**PAGE EXTRACT**
Content starts
Individual Research
Her current major research project, Peculiar Nature: Slavery, Environment, and Nationalism in the Southern States, 1789-1865, unites environmental humanities, social history of medicine, and cultural constructions of nationalism in the area of the United States that became, for a short period of time, the independent Confederate States of America. This book project shows how seemingly benign ideas about the environment metamorphosed into sinister ideas about bodies and the body politic, defining not only who got to be a citizen but who got to be fully human. Alongside this research project, she has recently published articles on the history of climate theories; the connection between slavery and wetlands in early American literary contexts; and, forthcoming, an essay on New Orleans’s yellow fever epidemic of 1853 and national and local citizenship and belonging.
Collaborative Research
Within the Seed Box Environmental Humanities Collaboratory, Lauren has been part of an interdisciplinary team constructing the citizen humanities and plant studies project,
Herbaria 3.0, which collects stories about the relationships between plants and people. Also within the Seed Box, she works with Tema Genus colleague Cecilia Åsberg to trace the genealogies of feminist and indigenous contributions to the field of environmental humanities, and the consequences of overlooking these contributions.
Background and Prior Teaching
Lauren was educated at the University of Michigan (Ph.D., M.A., English/American Studies) and Washington and Lee University (B.A., English, German). Before moving to Sweden, she taught writing and communication at Stanford University; environmental justice, American literature, history, and culture, and literary theory at Notre Dame de Namur University and Simpson College, where she was also professor of Sustainability Studies; and most recently, environmental and American literature, as well as professional and academic writing and communication, at the University of Tulsa.
Content ends
**GIVEN DATA**
Content starts
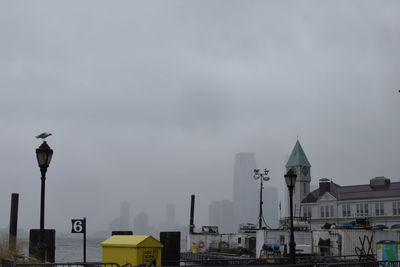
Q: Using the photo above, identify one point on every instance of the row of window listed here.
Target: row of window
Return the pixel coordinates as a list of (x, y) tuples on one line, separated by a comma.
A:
[(362, 210)]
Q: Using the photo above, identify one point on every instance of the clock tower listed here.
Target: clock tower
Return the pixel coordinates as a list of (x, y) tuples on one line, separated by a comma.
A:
[(299, 164)]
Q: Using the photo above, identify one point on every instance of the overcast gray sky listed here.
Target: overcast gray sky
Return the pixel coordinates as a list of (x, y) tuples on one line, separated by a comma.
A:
[(148, 101)]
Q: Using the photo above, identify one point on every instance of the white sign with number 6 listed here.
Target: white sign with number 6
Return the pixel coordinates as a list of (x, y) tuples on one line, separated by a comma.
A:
[(78, 226)]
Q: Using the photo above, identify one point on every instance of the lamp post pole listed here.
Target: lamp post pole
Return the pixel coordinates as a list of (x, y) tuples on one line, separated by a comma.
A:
[(263, 177), (290, 178), (42, 192), (43, 154), (292, 244)]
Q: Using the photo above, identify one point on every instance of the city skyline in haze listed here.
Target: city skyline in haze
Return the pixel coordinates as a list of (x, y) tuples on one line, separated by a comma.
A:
[(150, 100)]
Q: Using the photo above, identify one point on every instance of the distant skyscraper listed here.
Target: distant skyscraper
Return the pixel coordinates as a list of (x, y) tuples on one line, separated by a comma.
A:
[(245, 202), (170, 216), (122, 222), (221, 214), (141, 224), (124, 215), (271, 206)]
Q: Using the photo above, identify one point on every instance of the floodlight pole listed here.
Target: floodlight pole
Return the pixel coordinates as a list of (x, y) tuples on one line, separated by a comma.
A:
[(261, 176)]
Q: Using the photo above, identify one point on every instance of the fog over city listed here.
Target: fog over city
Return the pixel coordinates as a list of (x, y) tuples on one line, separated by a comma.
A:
[(149, 101)]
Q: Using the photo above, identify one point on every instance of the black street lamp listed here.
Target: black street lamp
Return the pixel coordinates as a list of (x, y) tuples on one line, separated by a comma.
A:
[(290, 178), (263, 177), (43, 156)]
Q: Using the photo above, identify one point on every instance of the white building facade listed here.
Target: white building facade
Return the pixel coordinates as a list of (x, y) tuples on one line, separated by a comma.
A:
[(378, 202)]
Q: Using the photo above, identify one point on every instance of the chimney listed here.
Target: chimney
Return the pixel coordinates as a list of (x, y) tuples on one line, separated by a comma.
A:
[(324, 186)]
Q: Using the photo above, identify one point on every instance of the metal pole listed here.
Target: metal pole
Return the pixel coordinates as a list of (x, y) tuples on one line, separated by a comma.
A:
[(292, 244), (84, 240), (42, 192), (12, 239), (191, 224), (261, 202)]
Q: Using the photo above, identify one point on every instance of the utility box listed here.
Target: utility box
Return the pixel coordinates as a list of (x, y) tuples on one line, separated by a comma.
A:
[(133, 249), (388, 250)]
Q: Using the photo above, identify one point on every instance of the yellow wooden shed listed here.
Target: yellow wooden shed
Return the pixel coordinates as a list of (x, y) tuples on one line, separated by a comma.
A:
[(133, 249)]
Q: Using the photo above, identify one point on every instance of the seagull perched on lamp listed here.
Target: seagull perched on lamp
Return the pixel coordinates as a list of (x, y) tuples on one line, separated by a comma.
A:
[(43, 135)]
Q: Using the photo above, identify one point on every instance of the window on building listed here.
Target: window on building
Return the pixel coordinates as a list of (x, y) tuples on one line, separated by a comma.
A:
[(379, 209), (362, 209), (396, 208), (307, 211), (346, 211), (327, 212)]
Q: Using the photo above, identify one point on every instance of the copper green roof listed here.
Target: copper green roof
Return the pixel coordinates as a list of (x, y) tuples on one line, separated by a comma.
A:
[(298, 157)]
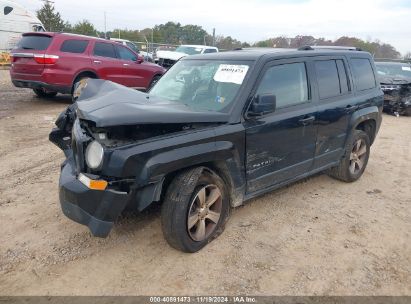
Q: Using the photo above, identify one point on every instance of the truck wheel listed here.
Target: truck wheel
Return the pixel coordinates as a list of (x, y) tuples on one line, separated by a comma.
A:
[(355, 160), (78, 87), (42, 93), (195, 209)]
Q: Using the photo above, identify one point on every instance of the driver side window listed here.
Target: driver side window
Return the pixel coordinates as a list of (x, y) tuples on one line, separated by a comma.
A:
[(288, 82)]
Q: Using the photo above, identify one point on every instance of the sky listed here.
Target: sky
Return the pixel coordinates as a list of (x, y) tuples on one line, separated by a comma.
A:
[(251, 21)]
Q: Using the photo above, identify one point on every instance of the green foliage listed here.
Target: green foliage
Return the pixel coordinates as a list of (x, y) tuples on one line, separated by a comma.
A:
[(50, 18), (84, 28), (174, 33)]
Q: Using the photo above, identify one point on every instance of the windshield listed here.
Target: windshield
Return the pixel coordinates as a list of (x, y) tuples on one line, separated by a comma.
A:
[(209, 85), (189, 50), (394, 70)]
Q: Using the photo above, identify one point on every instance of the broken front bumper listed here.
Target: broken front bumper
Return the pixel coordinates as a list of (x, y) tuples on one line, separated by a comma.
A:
[(97, 209)]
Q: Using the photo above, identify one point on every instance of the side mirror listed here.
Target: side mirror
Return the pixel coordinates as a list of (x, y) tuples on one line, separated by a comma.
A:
[(139, 59), (262, 104)]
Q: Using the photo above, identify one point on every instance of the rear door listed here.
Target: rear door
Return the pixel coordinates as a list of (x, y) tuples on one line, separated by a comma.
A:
[(27, 54), (105, 62), (335, 107), (280, 146), (133, 74)]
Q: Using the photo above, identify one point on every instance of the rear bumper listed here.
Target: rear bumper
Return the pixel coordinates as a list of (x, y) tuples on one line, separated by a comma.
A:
[(41, 85), (94, 208)]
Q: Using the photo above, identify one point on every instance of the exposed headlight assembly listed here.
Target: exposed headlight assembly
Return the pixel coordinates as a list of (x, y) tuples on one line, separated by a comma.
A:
[(94, 155)]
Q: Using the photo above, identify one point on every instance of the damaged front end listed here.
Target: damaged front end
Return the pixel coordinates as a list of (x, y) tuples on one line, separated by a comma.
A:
[(101, 135), (397, 97)]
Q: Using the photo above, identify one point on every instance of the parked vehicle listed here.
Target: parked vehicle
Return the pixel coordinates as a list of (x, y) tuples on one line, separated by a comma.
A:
[(395, 80), (51, 63), (147, 56), (214, 132), (14, 21), (168, 58)]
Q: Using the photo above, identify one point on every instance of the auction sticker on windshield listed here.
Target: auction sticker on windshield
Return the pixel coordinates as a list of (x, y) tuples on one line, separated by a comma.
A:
[(231, 73)]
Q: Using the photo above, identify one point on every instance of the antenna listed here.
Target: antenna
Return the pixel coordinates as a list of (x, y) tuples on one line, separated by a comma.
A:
[(48, 2), (105, 25)]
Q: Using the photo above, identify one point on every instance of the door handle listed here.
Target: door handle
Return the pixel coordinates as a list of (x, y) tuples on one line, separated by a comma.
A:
[(350, 108), (306, 120)]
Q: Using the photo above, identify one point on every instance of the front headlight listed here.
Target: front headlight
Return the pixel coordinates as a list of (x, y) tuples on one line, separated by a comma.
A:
[(94, 155)]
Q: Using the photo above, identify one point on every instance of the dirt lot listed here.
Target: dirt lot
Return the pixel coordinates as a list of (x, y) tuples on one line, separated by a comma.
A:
[(316, 237)]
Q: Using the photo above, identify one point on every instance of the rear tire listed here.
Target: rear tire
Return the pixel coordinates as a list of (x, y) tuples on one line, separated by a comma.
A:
[(195, 209), (354, 162), (42, 93)]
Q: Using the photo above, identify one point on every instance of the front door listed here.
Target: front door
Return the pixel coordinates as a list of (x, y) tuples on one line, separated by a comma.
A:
[(281, 145), (106, 63)]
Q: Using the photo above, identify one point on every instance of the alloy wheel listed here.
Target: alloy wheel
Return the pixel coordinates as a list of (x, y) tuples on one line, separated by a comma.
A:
[(204, 213)]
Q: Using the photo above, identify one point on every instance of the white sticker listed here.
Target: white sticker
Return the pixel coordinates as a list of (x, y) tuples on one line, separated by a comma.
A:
[(231, 73)]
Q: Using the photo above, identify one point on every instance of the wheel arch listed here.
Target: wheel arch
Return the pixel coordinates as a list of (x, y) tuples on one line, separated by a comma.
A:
[(367, 120), (163, 168)]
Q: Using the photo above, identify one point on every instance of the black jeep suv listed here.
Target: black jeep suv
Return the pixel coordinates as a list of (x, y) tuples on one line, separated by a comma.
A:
[(215, 131)]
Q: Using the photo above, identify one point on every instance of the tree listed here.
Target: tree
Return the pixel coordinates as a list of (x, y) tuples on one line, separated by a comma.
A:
[(84, 28), (50, 18), (192, 34)]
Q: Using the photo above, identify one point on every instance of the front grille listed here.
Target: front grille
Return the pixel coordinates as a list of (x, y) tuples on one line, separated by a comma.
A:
[(78, 143)]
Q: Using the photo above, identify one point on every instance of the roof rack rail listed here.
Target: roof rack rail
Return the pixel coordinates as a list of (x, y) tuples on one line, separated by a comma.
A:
[(328, 47), (407, 60)]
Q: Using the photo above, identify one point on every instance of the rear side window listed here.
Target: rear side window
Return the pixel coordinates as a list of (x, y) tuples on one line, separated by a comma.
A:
[(364, 75), (7, 10), (288, 82), (104, 50), (74, 46), (34, 42), (328, 80)]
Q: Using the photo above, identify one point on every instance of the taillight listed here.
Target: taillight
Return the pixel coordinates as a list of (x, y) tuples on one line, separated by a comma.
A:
[(46, 59)]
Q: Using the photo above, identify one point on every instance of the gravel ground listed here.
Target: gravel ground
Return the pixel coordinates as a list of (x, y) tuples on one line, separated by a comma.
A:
[(316, 237)]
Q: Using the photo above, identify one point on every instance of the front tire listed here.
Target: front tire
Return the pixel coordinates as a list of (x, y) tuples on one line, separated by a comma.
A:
[(43, 93), (195, 209), (355, 160)]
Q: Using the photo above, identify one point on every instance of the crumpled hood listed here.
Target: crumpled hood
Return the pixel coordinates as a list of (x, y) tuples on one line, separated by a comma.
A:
[(110, 104), (170, 55)]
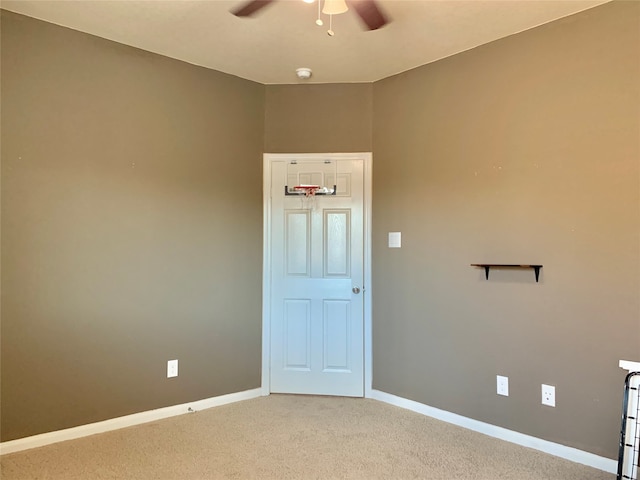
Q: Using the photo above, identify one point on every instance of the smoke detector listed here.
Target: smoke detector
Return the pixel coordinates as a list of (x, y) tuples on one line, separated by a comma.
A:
[(303, 73)]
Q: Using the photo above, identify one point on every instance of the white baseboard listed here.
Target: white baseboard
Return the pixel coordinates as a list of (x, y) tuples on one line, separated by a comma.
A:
[(126, 421), (562, 451)]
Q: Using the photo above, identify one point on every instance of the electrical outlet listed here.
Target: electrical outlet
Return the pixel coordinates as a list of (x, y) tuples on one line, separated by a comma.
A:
[(502, 384), (172, 368), (548, 395)]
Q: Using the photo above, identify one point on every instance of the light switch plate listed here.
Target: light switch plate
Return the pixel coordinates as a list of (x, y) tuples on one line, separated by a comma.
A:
[(502, 385), (172, 368), (548, 395), (395, 239)]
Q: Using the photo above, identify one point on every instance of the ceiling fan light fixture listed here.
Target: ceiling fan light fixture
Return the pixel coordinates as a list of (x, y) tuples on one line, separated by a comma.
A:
[(334, 7)]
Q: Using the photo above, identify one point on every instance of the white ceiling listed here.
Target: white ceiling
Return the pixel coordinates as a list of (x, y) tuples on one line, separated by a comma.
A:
[(268, 47)]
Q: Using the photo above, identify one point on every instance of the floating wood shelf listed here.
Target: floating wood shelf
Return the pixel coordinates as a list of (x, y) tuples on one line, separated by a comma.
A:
[(487, 267)]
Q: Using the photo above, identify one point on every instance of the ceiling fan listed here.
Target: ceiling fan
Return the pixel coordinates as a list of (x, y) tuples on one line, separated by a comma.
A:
[(367, 10)]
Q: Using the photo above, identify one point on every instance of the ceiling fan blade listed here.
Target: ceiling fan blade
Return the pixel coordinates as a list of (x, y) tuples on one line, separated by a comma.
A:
[(249, 8), (369, 12)]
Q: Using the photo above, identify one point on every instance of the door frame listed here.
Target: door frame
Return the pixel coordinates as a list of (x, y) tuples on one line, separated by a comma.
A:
[(268, 159)]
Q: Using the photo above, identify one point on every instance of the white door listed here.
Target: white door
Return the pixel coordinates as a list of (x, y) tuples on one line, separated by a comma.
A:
[(317, 254)]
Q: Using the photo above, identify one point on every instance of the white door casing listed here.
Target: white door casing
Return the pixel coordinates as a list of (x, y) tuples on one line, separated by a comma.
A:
[(316, 324)]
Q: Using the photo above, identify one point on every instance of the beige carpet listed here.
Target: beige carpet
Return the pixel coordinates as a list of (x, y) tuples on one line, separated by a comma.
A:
[(292, 437)]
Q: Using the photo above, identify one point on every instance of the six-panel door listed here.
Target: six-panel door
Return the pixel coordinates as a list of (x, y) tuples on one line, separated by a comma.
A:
[(317, 267)]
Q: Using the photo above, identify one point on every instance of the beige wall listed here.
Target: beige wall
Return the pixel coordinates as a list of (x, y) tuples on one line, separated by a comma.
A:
[(318, 118), (126, 241), (525, 150)]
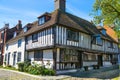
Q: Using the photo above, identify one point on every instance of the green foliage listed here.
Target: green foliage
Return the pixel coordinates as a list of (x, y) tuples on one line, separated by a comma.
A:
[(10, 67), (107, 12), (35, 69), (21, 66), (40, 70), (48, 72), (26, 65)]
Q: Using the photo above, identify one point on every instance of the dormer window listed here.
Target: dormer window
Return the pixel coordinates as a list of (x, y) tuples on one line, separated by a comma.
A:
[(41, 20), (99, 41), (44, 18), (103, 32), (25, 29), (15, 34)]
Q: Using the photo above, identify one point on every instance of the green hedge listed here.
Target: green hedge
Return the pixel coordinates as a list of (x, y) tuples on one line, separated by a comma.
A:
[(35, 69)]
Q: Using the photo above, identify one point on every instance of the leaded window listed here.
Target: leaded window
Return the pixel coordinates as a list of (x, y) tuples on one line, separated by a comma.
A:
[(72, 35)]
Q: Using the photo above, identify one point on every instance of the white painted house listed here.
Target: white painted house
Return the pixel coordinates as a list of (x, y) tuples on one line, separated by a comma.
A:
[(15, 52), (15, 47), (62, 41)]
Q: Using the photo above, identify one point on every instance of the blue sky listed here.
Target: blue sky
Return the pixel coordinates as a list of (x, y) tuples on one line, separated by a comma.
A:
[(28, 10)]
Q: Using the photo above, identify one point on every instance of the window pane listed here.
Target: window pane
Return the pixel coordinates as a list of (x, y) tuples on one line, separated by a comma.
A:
[(34, 37), (38, 55), (19, 42), (19, 57), (72, 35)]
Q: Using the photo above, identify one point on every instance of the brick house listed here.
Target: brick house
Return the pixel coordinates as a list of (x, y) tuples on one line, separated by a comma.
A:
[(67, 42)]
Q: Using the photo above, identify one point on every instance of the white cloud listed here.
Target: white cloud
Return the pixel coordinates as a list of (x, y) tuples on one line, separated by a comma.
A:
[(11, 16), (79, 13), (20, 12)]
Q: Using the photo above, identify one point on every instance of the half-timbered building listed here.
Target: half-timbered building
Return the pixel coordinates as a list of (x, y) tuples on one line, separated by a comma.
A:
[(63, 41), (68, 42)]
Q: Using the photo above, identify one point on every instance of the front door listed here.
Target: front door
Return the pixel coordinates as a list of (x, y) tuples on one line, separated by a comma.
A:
[(14, 58), (100, 60), (80, 59), (8, 62)]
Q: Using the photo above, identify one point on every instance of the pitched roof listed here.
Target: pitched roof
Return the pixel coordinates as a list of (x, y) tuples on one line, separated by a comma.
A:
[(65, 19), (21, 34), (111, 33)]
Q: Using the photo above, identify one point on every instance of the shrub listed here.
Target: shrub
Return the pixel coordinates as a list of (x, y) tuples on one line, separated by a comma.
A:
[(86, 68), (48, 72), (10, 67), (21, 66), (26, 65), (34, 69)]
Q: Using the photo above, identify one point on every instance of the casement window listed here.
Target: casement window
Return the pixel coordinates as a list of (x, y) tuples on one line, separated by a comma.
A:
[(25, 29), (89, 57), (2, 35), (38, 55), (5, 59), (99, 41), (19, 57), (41, 20), (110, 44), (106, 57), (67, 55), (15, 34), (72, 35), (103, 32), (7, 46), (34, 37), (26, 40), (19, 42)]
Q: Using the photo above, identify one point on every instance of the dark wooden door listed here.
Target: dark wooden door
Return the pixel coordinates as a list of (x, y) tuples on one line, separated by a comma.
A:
[(100, 60), (80, 60), (14, 59)]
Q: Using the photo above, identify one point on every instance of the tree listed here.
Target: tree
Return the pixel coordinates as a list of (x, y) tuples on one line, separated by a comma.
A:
[(107, 12)]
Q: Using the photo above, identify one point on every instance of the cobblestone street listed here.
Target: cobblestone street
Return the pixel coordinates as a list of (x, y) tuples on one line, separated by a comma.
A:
[(103, 73)]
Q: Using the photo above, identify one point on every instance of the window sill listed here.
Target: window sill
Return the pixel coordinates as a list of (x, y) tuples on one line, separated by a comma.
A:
[(34, 41), (73, 40)]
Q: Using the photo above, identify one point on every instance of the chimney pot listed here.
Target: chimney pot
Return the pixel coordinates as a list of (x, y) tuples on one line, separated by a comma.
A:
[(60, 4)]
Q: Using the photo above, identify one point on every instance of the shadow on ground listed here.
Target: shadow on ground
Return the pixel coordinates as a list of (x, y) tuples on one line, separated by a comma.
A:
[(102, 73)]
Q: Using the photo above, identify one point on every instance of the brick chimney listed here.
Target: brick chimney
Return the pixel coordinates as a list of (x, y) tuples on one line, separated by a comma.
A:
[(19, 25), (6, 25), (60, 4)]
Content ends
**WHAT NEEDS TO BE DONE**
Return the passage from the research profile from "Collaborative Research" up to and including "overlooking these contributions.", copied word for word.

**EXPECTED OUTPUT**
Collaborative Research
Within the Seed Box Environmental Humanities Collaboratory, Lauren has been part of an interdisciplinary team constructing the citizen humanities and plant studies project,
Herbaria 3.0, which collects stories about the relationships between plants and people. Also within the Seed Box, she works with Tema Genus colleague Cecilia Åsberg to trace the genealogies of feminist and indigenous contributions to the field of environmental humanities, and the consequences of overlooking these contributions.